_Exercise aim_: All of the material should be reproduced exactly, with pictures left out.

-- begin Input material --

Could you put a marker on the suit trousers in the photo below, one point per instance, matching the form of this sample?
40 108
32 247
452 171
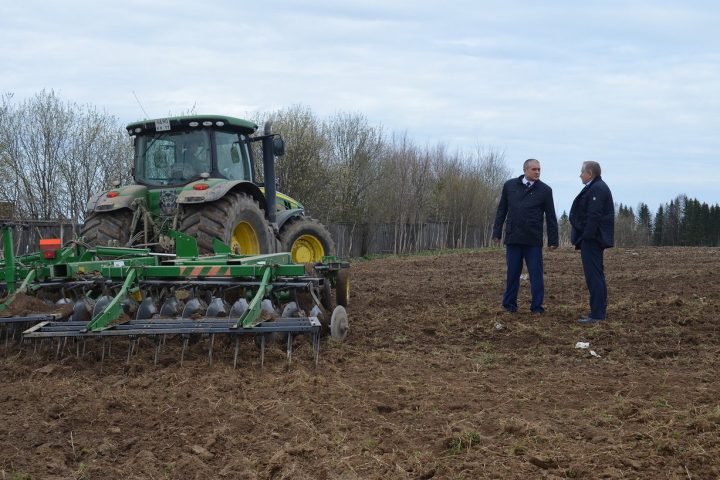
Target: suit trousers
592 258
532 255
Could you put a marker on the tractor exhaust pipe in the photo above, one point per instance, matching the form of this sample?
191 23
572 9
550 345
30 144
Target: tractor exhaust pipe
272 146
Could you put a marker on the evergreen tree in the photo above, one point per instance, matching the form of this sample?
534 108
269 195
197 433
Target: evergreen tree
644 223
659 226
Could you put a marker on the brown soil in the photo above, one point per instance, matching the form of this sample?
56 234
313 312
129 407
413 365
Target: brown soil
432 382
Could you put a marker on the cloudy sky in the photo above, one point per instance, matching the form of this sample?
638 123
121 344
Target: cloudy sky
634 85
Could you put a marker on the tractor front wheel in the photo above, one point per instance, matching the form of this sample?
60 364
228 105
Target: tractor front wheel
108 228
307 240
236 219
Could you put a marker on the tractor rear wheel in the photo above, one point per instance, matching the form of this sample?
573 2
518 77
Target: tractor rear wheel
104 229
236 219
307 240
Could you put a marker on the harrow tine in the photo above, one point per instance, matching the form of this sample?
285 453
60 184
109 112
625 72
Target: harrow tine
289 349
262 350
237 350
212 341
130 349
182 354
158 344
316 347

-- end Input material --

_Finished exercise_:
Could you put a marker on the suit trousers in the photo below, one point per instance, matching the form of this sample?
40 108
32 247
452 171
Target: suit trousers
592 258
532 255
Could you put a marker on the tractor exhaust pipe in the photo above, one point per instance, matching the form of this sample?
191 23
572 9
550 345
30 144
Target: tractor exhaust pipe
272 146
Could you put a marker on the evergreen tree in the photo above, one point per instance, matching the form of this sample?
534 108
269 195
197 433
Target: evergreen tree
644 223
659 226
Could you put a marker on the brown soil in the photo above, one point per instance, matching the form of this sample?
56 234
313 312
129 407
413 365
Target: brown soil
432 382
Could you put a marker on the cloudy sky in the photo above, one point per instance, matching the form of this sample?
638 123
121 344
Target: cloudy sky
634 85
Could you put a marker on the tractor front wheel in the photo above, one point per instance, matching the form of this sample?
60 364
228 105
Target: tractor front wheel
108 228
307 240
236 219
Could you put a marker on the tractor rear wheel in the photo above, one point per instance, matching the form of this sample?
573 2
518 77
Target: tractor rear wheel
104 229
236 219
307 240
Could you put a marker on the harrow tine in the photo above, one point per instance, matching the form of this sample?
285 453
60 184
109 112
625 72
Target: harrow tine
289 349
262 350
237 350
212 341
130 349
182 354
158 344
316 347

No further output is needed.